→ **Exercise aim**:
Below are records; count how many of their lines contain the word "plaza" and give the number alone.

→ **Stored items**:
================

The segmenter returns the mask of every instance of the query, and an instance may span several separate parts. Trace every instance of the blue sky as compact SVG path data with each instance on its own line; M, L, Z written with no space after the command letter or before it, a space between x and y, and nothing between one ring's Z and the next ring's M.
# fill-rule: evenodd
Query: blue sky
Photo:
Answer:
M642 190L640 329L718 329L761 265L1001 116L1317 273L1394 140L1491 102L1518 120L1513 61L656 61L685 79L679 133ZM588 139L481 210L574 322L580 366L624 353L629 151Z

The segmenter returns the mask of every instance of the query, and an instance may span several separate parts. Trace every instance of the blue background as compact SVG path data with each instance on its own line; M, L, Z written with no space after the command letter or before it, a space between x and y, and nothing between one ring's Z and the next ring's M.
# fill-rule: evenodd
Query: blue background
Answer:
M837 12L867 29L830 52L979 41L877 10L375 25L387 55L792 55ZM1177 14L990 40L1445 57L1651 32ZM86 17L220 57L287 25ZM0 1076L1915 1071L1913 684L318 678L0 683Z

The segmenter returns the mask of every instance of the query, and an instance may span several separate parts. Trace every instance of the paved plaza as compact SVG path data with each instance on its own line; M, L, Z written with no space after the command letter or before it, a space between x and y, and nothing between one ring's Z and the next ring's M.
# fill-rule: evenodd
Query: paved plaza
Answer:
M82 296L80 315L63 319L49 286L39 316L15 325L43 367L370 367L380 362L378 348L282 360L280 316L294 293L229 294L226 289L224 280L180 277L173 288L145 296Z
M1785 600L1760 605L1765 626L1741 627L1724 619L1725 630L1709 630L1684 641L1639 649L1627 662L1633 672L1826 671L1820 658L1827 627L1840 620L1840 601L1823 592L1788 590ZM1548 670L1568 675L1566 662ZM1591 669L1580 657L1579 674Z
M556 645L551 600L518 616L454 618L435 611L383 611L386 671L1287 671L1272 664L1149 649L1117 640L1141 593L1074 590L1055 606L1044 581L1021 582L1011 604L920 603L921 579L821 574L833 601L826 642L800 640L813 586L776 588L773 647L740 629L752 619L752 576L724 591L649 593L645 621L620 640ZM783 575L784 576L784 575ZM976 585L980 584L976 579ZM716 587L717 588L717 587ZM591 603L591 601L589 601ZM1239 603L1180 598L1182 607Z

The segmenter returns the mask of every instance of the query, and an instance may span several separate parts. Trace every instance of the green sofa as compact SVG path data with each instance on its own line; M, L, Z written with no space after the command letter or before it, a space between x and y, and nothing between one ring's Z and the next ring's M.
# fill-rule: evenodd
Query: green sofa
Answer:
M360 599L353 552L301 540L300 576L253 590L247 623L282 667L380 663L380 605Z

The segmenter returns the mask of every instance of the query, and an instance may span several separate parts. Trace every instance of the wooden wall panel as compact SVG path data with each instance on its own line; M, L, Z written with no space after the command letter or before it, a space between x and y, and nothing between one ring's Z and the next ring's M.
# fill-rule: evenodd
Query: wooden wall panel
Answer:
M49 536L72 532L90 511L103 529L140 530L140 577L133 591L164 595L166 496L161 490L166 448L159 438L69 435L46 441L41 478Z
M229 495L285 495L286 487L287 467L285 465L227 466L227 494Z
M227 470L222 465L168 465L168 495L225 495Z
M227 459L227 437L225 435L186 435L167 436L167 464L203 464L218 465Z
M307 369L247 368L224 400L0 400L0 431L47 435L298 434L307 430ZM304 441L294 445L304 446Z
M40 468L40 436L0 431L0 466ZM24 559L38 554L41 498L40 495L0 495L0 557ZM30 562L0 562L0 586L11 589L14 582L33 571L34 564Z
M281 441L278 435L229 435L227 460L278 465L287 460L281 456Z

================

→ **The answer**:
2